**Do this:** Please reproduce the records below word for word, starting at the line that contains "Objective — one marker on every instance of the wooden upright" and going through the end of the records.

**Listing:**
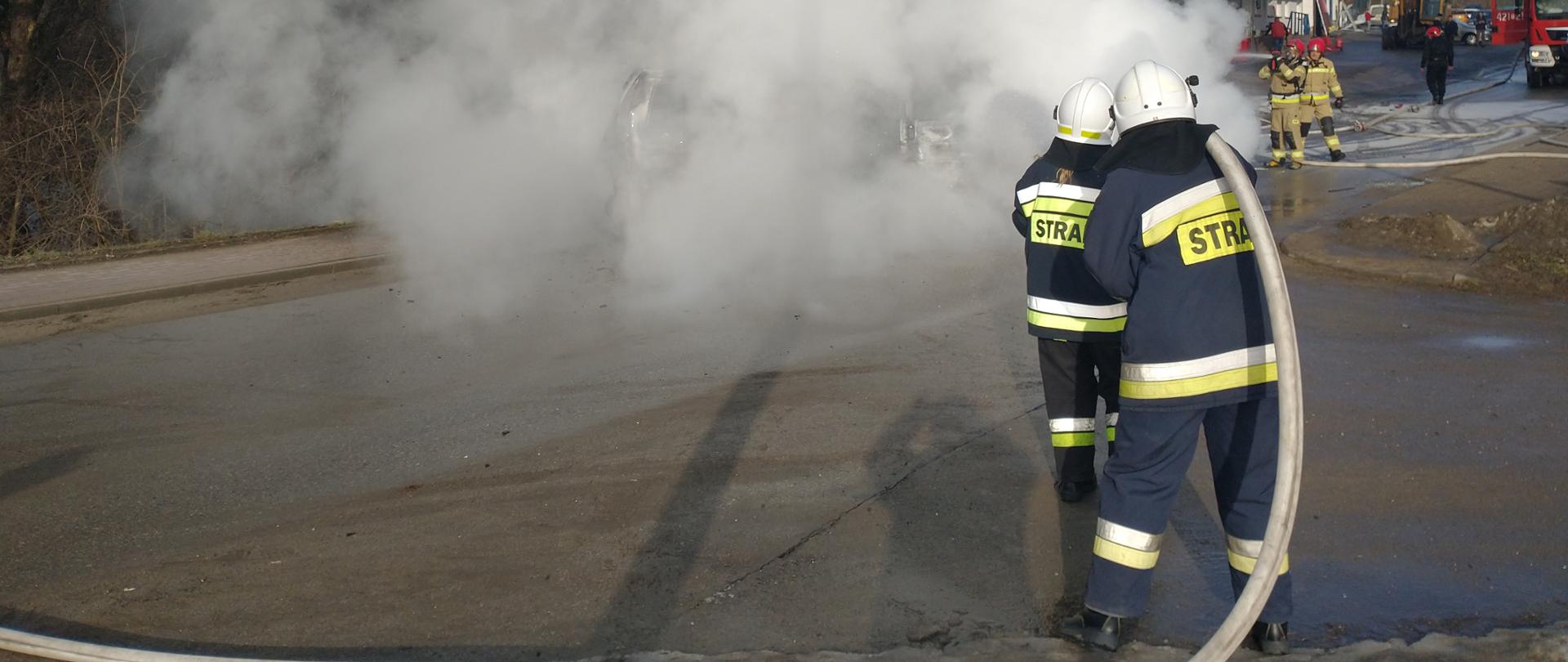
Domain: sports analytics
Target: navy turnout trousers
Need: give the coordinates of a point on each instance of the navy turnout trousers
(1140, 484)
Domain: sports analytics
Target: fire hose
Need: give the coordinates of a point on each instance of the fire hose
(1372, 124)
(1288, 472)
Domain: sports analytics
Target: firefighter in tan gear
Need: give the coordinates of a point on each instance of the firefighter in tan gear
(1285, 97)
(1319, 83)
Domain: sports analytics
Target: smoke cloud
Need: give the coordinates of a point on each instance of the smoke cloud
(791, 148)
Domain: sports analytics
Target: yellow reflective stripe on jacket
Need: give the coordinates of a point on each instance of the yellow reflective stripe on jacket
(1222, 206)
(1071, 440)
(1058, 206)
(1211, 373)
(1076, 324)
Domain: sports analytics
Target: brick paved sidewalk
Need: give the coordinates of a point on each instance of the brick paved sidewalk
(47, 291)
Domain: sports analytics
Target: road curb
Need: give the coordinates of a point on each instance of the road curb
(212, 284)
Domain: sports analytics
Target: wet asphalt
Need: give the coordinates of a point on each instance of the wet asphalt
(336, 474)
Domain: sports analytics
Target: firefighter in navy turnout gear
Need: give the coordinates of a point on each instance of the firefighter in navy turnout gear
(1321, 82)
(1437, 58)
(1076, 324)
(1169, 237)
(1285, 97)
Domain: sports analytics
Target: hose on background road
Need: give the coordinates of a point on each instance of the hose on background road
(1396, 112)
(76, 651)
(1438, 163)
(1371, 124)
(1288, 476)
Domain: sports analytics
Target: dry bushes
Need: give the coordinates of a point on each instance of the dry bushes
(52, 143)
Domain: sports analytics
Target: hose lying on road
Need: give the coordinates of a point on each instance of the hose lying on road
(1396, 112)
(1288, 476)
(1463, 136)
(1440, 163)
(76, 651)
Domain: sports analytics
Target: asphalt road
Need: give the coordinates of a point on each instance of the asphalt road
(323, 471)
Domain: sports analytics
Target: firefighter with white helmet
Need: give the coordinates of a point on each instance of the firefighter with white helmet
(1285, 97)
(1321, 95)
(1076, 324)
(1167, 235)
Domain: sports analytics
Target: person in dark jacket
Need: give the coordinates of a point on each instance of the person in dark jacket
(1437, 58)
(1076, 324)
(1170, 239)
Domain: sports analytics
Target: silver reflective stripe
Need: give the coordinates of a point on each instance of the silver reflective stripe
(1071, 424)
(1200, 368)
(1078, 310)
(1179, 203)
(1245, 548)
(1128, 537)
(1068, 190)
(1024, 195)
(1058, 190)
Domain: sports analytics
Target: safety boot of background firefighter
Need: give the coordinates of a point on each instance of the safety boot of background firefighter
(1272, 637)
(1095, 629)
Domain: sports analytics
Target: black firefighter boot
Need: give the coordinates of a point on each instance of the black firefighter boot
(1329, 132)
(1272, 637)
(1095, 629)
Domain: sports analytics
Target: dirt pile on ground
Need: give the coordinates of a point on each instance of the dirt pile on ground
(1523, 250)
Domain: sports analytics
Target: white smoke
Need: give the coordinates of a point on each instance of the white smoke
(480, 134)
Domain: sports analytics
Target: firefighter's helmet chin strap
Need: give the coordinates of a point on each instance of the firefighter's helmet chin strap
(1288, 479)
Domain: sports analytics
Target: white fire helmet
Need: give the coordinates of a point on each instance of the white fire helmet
(1153, 93)
(1084, 115)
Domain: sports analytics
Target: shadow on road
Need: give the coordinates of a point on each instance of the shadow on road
(649, 597)
(956, 561)
(41, 471)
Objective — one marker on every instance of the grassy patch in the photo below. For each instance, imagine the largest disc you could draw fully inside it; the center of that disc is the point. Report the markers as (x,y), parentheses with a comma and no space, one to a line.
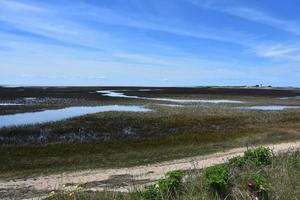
(278,179)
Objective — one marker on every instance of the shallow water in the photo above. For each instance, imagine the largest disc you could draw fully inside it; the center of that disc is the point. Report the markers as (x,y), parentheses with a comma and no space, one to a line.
(61,114)
(10,104)
(268,107)
(286,98)
(110,93)
(170,105)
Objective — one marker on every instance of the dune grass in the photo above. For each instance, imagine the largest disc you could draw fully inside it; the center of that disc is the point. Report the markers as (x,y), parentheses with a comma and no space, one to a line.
(277,178)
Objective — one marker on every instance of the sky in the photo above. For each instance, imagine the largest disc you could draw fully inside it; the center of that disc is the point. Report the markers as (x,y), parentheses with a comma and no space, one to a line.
(150,43)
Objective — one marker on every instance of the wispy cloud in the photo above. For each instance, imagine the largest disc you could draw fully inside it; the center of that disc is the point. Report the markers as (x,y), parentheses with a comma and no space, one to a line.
(248,13)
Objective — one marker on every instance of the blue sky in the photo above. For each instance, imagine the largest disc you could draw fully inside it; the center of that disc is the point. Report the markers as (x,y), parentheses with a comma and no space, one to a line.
(150,43)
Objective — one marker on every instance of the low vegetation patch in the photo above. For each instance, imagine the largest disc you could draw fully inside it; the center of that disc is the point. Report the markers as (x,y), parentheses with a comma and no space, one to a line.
(274,177)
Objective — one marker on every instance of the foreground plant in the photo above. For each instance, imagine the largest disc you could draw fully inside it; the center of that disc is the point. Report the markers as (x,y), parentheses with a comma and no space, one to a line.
(217,178)
(166,187)
(259,157)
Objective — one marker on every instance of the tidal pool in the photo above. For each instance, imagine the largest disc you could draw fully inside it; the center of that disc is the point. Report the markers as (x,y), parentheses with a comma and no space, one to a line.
(111,93)
(268,107)
(61,114)
(10,104)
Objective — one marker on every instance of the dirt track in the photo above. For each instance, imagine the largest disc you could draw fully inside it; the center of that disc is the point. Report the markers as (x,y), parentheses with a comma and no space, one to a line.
(124,179)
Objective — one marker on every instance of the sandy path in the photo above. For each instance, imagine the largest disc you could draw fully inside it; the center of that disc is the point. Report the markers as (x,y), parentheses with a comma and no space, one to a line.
(124,179)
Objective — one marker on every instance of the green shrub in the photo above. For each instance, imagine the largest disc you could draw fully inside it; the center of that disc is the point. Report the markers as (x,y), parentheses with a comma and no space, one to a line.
(259,156)
(152,192)
(238,161)
(217,178)
(167,186)
(258,185)
(293,162)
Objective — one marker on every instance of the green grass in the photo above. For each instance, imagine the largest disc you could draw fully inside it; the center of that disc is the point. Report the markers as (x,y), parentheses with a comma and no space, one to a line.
(277,180)
(159,136)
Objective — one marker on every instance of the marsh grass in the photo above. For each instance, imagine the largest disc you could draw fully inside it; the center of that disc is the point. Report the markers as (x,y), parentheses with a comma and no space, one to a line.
(166,134)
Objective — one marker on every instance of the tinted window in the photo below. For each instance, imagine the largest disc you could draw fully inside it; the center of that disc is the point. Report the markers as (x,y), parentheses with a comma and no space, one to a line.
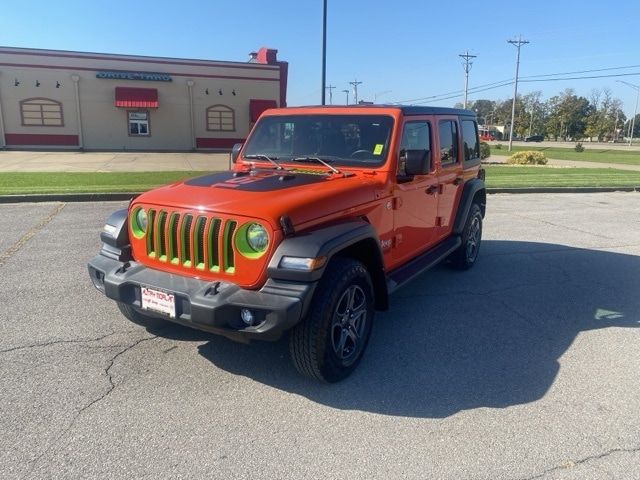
(470,139)
(448,142)
(415,136)
(358,140)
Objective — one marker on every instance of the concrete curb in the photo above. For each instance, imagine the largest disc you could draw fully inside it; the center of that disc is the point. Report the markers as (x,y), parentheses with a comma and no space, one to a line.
(122,196)
(69,197)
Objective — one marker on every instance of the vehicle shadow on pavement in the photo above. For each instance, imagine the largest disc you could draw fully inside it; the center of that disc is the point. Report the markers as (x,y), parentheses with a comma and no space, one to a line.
(451,341)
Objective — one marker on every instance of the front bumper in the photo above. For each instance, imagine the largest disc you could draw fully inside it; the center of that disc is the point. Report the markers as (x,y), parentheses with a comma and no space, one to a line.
(212,306)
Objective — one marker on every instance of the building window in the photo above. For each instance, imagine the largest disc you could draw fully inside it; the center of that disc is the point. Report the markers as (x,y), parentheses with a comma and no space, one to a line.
(221,118)
(138,124)
(41,112)
(448,142)
(470,140)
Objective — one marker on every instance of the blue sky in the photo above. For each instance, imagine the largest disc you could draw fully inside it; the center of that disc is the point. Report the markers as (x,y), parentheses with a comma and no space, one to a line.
(401,50)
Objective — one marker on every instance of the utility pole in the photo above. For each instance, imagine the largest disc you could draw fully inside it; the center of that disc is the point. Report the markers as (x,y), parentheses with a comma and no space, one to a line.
(330,88)
(466,64)
(324,48)
(517,43)
(347,92)
(355,84)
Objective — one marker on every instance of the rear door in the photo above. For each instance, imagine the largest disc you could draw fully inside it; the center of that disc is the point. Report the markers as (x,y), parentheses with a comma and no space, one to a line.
(449,173)
(416,197)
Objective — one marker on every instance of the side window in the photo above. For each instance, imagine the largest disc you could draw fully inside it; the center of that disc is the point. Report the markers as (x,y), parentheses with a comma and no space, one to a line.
(448,142)
(470,140)
(415,136)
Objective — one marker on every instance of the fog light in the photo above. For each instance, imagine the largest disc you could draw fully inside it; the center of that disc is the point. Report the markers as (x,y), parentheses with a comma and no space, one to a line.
(247,316)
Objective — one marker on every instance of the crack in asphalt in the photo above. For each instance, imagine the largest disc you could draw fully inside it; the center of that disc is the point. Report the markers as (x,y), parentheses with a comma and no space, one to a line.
(69,341)
(79,412)
(571,464)
(15,248)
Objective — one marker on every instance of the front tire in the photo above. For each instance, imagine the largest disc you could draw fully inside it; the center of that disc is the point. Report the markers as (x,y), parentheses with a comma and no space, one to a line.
(329,343)
(138,317)
(466,255)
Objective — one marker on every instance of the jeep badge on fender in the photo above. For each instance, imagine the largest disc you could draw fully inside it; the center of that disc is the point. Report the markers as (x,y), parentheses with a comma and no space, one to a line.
(324,213)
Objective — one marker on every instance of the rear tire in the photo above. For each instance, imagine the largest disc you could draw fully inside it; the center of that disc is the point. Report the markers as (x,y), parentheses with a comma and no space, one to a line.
(329,342)
(466,255)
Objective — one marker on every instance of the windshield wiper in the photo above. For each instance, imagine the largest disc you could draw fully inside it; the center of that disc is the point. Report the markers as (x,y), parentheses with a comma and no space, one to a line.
(317,160)
(259,156)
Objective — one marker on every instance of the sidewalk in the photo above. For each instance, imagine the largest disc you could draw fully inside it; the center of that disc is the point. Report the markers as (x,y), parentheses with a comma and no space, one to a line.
(34,161)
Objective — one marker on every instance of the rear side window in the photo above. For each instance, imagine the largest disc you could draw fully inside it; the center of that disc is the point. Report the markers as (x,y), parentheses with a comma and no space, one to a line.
(470,140)
(448,142)
(416,135)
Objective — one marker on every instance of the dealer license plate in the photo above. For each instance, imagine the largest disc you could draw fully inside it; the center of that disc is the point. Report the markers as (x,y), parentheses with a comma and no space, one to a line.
(158,301)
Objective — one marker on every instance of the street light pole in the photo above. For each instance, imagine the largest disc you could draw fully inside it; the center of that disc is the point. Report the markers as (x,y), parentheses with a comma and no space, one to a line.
(347,92)
(355,90)
(467,67)
(635,111)
(517,43)
(324,49)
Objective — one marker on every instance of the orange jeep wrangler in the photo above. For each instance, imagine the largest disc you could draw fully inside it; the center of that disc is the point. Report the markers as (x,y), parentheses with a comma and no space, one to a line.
(326,211)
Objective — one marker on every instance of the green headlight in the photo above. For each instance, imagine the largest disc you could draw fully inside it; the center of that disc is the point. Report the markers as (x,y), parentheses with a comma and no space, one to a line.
(257,237)
(139,221)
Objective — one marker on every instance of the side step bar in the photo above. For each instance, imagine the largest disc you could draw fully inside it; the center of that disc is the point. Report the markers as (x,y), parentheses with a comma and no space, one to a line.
(425,261)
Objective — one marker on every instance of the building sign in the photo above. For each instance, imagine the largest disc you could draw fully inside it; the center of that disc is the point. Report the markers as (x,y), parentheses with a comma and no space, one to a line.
(148,76)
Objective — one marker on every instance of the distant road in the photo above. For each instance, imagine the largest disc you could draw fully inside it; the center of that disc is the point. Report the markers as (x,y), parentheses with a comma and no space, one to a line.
(587,145)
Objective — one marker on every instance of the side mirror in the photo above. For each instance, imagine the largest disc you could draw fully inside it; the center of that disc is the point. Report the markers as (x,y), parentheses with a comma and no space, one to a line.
(235,151)
(417,162)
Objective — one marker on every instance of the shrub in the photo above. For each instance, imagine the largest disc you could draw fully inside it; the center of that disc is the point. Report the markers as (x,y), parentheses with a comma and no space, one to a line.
(527,158)
(485,150)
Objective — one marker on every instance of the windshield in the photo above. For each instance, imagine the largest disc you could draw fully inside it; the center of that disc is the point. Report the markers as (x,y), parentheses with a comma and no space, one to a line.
(350,140)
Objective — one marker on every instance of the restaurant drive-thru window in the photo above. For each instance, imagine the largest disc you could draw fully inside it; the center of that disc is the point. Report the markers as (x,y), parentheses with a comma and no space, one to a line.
(221,118)
(139,124)
(38,112)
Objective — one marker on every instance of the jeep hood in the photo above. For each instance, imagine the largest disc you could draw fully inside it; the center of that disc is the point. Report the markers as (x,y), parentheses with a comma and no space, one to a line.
(267,194)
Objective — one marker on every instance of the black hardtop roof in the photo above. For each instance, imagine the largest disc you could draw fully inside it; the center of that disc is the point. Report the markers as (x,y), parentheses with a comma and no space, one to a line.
(406,109)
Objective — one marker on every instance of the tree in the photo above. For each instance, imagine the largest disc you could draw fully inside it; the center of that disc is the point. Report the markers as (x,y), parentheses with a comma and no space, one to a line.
(567,115)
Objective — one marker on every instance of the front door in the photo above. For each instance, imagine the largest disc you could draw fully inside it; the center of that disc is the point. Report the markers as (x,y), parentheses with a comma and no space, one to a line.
(415,197)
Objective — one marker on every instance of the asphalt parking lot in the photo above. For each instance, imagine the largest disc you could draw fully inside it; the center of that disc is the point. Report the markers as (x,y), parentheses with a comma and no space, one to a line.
(526,367)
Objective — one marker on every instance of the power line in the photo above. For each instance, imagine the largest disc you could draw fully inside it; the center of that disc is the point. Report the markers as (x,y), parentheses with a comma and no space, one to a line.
(583,77)
(467,67)
(518,44)
(355,84)
(582,71)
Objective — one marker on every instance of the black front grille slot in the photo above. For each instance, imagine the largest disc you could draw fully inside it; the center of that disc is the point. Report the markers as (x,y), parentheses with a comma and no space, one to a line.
(185,240)
(198,243)
(151,233)
(172,248)
(161,236)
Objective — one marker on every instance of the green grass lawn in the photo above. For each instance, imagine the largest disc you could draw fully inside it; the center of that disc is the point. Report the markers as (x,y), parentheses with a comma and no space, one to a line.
(76,182)
(598,155)
(512,176)
(498,176)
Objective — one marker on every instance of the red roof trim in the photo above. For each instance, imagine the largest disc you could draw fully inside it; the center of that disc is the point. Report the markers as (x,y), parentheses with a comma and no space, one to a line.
(131,97)
(141,59)
(256,107)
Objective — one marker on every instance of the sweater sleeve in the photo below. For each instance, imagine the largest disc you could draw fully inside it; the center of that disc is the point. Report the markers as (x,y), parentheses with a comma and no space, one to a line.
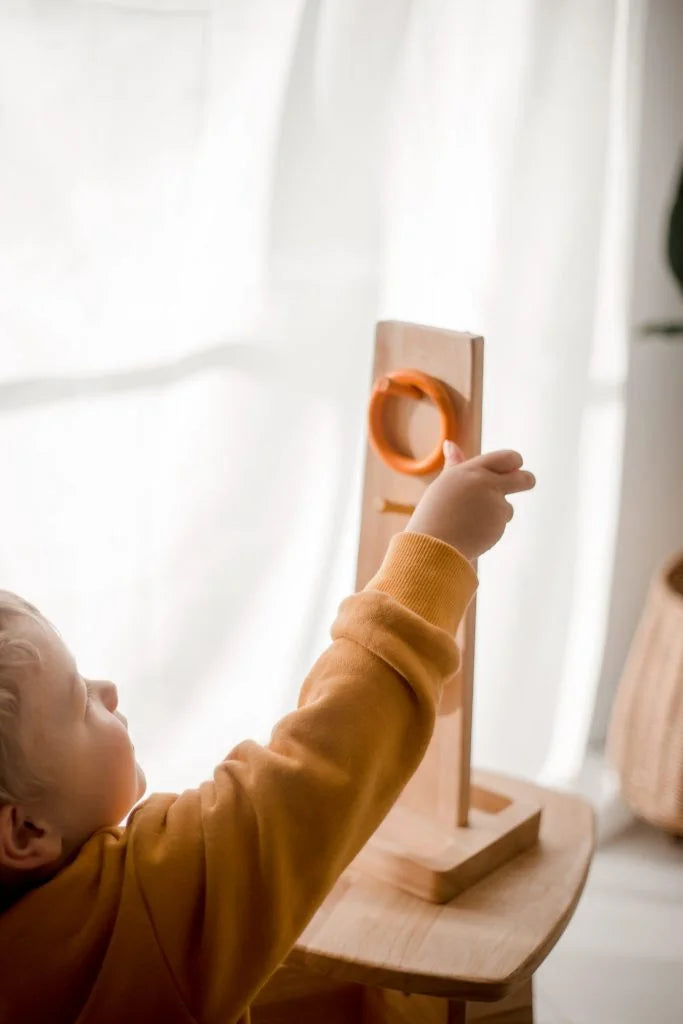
(231,872)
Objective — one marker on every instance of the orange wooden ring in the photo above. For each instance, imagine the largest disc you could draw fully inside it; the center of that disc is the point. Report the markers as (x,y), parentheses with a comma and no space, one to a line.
(411,383)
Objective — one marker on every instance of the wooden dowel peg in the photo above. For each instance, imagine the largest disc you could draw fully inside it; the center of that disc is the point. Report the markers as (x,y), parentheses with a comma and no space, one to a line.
(384,505)
(388,386)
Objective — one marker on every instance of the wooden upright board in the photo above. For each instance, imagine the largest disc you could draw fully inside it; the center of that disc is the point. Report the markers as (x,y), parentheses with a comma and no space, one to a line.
(457,833)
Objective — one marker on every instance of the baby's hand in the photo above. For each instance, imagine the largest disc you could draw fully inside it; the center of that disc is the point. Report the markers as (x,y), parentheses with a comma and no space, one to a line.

**Exercise solution:**
Objective — one marker on every instance of the wooden upright board in the photo above. For each instance, imagine the largest disc you could draw fully inside it; the center of that disc is the point. Report the markers as (x,y), parentheses with a comma and no space, one to a line.
(457,833)
Objective — one marker on every instance of the baby's hand in the photo above. For each instance, imagine the largest disc you could draw fully inside it; the center of that disc is the point. Report the markers as (x,y), parentheses with a comma and no space, one to a line.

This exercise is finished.